[Excerpts from point annotation data]
++++++++
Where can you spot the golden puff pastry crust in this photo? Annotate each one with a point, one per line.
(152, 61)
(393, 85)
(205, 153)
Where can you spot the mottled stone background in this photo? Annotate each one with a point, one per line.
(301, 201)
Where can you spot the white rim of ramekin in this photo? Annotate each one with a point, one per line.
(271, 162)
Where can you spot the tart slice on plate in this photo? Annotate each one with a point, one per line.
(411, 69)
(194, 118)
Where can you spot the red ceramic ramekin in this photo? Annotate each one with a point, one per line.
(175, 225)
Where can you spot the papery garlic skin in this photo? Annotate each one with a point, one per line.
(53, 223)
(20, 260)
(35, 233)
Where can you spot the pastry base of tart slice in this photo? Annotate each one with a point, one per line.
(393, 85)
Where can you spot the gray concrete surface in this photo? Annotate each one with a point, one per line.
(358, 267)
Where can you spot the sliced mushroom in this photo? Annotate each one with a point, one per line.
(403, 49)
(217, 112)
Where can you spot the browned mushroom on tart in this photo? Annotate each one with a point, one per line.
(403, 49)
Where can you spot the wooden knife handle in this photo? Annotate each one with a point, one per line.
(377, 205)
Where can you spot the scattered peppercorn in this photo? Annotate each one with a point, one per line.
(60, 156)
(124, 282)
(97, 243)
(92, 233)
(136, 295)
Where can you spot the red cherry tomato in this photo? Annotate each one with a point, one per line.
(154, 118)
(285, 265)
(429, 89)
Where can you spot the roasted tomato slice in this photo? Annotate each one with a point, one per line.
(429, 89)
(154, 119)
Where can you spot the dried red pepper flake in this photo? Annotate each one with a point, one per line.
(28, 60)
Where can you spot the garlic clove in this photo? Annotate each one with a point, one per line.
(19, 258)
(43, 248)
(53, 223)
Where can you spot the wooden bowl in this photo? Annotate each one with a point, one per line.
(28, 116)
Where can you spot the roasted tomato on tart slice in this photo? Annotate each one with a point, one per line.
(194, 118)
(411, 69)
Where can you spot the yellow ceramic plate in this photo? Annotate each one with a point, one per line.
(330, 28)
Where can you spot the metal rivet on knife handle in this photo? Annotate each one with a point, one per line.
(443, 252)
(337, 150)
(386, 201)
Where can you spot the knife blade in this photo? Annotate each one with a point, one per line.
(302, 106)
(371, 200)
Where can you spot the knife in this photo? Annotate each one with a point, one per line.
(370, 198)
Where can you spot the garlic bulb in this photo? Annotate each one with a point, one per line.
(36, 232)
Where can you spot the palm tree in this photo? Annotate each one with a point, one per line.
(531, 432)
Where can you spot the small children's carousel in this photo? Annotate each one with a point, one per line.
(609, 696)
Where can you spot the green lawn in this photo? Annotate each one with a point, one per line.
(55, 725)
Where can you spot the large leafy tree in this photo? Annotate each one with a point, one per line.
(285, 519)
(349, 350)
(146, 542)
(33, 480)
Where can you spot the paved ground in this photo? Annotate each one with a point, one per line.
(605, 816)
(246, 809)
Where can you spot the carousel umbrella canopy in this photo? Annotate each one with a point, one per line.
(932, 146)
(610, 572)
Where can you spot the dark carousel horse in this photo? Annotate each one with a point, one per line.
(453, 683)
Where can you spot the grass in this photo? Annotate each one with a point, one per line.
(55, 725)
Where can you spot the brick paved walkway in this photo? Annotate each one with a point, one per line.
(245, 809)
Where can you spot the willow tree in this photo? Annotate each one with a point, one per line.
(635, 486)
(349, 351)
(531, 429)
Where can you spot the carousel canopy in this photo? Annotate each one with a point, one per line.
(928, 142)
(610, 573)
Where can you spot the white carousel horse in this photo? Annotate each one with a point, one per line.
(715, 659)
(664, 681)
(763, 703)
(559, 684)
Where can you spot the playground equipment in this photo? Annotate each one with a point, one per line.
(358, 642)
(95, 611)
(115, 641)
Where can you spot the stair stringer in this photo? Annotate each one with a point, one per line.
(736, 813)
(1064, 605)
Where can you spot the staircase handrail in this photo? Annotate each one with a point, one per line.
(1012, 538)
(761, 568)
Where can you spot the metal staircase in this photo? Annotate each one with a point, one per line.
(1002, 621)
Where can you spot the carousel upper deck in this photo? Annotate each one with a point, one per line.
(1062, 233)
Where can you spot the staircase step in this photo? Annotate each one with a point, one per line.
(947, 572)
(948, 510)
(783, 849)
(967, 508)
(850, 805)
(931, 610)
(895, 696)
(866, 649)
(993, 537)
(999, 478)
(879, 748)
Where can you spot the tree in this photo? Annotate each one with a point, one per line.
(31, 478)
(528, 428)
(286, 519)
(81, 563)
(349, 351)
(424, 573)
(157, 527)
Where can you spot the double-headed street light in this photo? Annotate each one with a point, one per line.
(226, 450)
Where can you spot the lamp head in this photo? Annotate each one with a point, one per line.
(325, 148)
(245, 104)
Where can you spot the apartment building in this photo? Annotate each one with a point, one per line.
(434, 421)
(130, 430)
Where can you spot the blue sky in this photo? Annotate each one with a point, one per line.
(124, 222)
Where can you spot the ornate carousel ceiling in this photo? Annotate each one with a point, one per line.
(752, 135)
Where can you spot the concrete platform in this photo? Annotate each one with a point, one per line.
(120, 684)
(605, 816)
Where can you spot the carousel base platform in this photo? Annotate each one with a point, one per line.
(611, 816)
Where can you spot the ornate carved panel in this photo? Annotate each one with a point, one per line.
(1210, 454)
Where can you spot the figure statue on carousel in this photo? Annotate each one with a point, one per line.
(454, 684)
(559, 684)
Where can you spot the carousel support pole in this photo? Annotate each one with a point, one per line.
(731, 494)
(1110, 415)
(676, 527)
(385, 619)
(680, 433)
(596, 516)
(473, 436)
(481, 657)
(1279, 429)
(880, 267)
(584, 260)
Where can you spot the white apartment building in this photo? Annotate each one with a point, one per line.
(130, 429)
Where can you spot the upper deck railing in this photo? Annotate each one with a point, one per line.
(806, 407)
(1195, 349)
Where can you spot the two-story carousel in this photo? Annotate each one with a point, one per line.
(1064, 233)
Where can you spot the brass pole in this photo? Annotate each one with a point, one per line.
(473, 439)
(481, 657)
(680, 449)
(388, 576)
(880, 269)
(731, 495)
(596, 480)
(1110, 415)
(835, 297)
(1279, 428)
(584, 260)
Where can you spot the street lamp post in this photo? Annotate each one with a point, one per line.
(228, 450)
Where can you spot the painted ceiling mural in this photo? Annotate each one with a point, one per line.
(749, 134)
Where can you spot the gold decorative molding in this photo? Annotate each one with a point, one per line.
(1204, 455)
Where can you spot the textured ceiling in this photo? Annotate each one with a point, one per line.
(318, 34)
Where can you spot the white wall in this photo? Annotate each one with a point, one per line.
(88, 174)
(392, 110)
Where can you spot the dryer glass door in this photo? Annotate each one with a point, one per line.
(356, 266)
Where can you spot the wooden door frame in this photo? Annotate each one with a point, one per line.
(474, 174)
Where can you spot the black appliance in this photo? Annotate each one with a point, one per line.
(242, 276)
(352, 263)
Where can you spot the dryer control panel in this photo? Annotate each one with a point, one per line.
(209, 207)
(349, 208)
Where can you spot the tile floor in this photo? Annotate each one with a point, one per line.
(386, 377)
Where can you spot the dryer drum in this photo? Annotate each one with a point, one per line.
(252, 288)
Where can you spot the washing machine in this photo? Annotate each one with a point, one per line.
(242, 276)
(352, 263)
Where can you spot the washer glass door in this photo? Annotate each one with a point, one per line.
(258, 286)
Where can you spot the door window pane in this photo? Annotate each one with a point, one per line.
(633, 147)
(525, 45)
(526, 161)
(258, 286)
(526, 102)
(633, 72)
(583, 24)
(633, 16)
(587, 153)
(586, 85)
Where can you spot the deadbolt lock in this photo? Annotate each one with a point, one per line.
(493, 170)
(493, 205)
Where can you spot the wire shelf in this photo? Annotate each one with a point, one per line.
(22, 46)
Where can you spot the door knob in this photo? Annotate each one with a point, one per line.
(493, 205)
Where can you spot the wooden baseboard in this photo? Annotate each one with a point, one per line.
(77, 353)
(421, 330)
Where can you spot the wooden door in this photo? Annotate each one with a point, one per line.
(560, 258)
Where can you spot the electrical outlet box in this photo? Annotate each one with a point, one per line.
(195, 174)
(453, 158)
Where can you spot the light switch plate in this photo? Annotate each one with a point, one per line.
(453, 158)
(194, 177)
++++++++
■ OBJECTIVE
Convert the data into a numbered list, beginning at the line that contains "Where can you spot the wooden door in" and continuing through the last line of the data. Leave out any blank lines.

■ TASK ANSWER
1. Where can you spot the wooden door in this photo? Annotate each one with a point, one per line.
2. (560, 258)
3. Where can you spot the electrical outlet box in this photo? Annotate each one with a point, one per line.
4. (195, 174)
5. (453, 158)
6. Where can you spot the light switch plate in this photo? Annotate each one with a point, one per line.
7. (453, 158)
8. (194, 177)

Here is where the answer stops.